Work request:
Please give back an exact reproduction of the lines from the one with "ear. Write the coordinates, one line per instance." through the end of the entries below, and no others.

[Image-grounded pointing data]

######

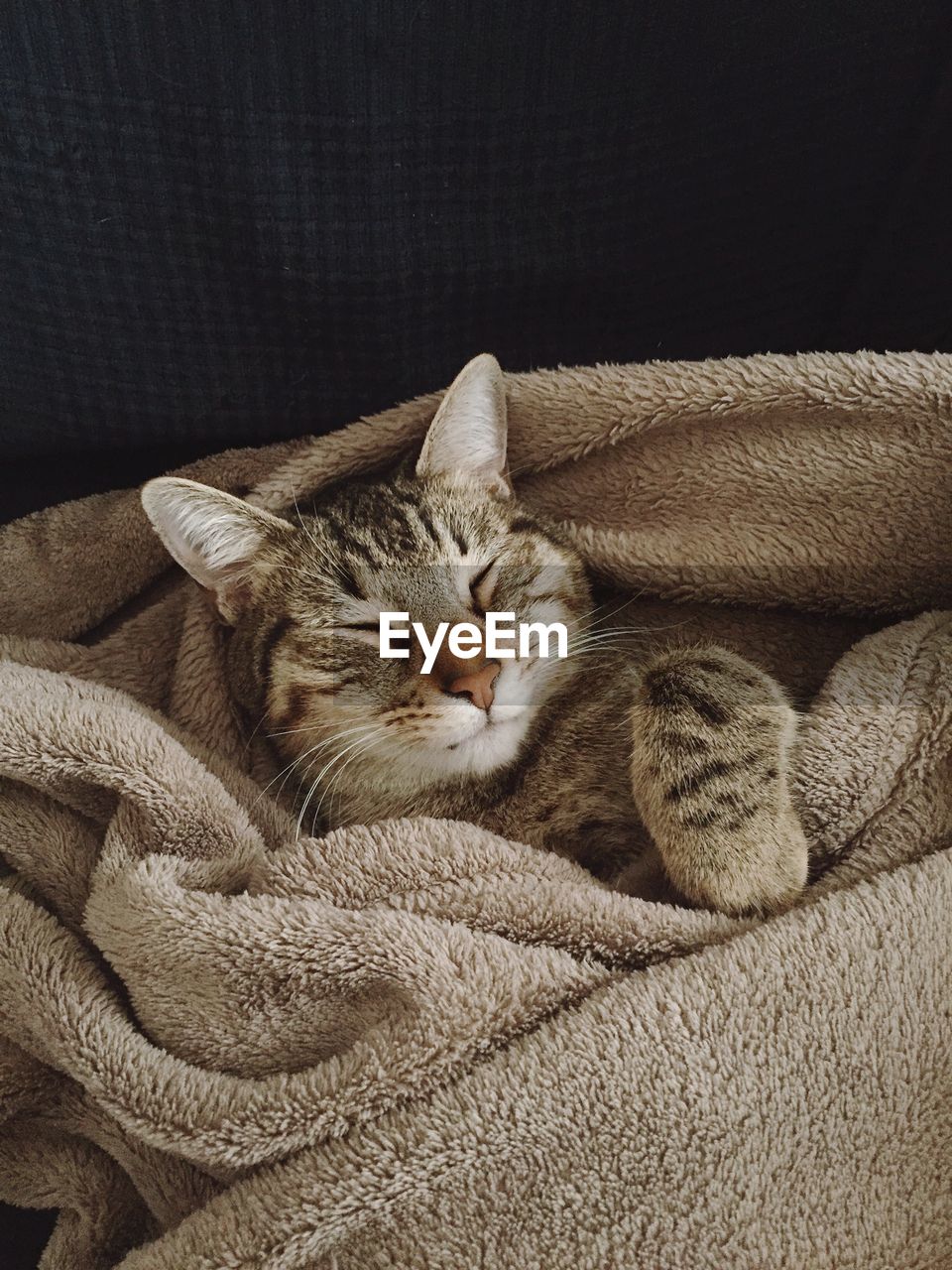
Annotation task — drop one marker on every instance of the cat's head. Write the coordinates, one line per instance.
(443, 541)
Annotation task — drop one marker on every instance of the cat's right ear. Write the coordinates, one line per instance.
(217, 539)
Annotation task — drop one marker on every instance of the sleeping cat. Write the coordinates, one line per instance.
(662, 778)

######

Task solution:
Annotation task — drop one marker on every instance of the cat's right ear. Write the coordinates, one line per instance.
(217, 539)
Annotation task — drop one marker on every instance of the sleeping cat. Write the coordinates, one line per instance.
(662, 778)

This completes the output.